Provided records:

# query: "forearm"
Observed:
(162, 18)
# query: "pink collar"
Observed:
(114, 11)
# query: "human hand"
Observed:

Assignment: All the lines above need to be printed again, exactly.

Exercise output:
# query: "forearm"
Observed:
(162, 18)
# query: "pink collar"
Observed:
(114, 11)
# query: "human hand"
Observed:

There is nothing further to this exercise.